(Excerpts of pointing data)

[BEGIN]

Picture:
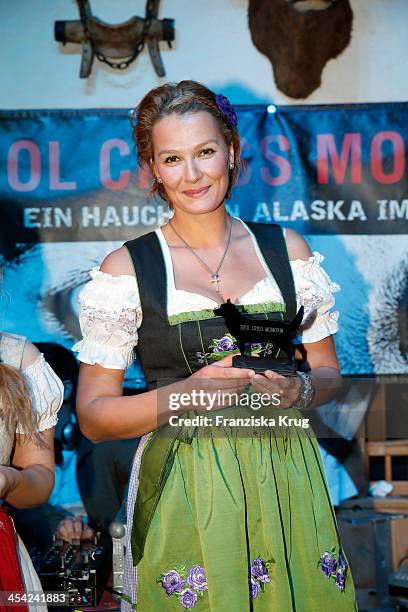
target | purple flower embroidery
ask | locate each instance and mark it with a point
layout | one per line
(341, 579)
(197, 578)
(253, 588)
(188, 598)
(225, 344)
(226, 111)
(259, 570)
(172, 582)
(342, 563)
(328, 564)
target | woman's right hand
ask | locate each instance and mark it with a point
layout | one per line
(214, 386)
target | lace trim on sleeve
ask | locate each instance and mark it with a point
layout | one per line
(109, 315)
(47, 393)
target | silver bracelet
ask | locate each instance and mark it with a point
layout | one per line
(307, 391)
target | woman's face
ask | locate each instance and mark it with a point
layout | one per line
(192, 159)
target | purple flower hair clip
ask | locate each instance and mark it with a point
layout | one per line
(226, 111)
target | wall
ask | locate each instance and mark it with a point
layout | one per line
(212, 45)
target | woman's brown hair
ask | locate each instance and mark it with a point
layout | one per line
(180, 98)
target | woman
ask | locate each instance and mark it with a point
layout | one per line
(30, 397)
(219, 523)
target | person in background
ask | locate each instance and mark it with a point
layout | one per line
(90, 479)
(30, 397)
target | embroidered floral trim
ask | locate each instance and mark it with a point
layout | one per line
(187, 590)
(334, 568)
(227, 345)
(259, 576)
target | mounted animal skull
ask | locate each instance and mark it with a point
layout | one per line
(299, 37)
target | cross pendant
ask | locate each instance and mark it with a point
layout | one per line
(216, 279)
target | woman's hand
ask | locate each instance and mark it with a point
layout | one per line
(213, 387)
(73, 528)
(286, 387)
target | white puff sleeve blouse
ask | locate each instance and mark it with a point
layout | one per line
(46, 391)
(109, 315)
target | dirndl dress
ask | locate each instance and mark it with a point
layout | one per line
(233, 522)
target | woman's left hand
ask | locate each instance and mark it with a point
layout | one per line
(286, 387)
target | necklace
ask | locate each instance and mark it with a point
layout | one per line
(215, 277)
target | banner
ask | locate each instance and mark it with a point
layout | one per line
(71, 191)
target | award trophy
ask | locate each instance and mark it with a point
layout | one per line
(275, 339)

[END]

Requirement:
Scale the lines of the records starting with the line that contains "target | award trophy" and going on through the end of the records. Write those lines out again, requests included, with every coordinate multiplied by 2.35 and rounded to a whole number, halves rounding up.

Solution to the exercise:
target | award trophy
ask | locate each instance and mark it with a point
layout | one per line
(646, 797)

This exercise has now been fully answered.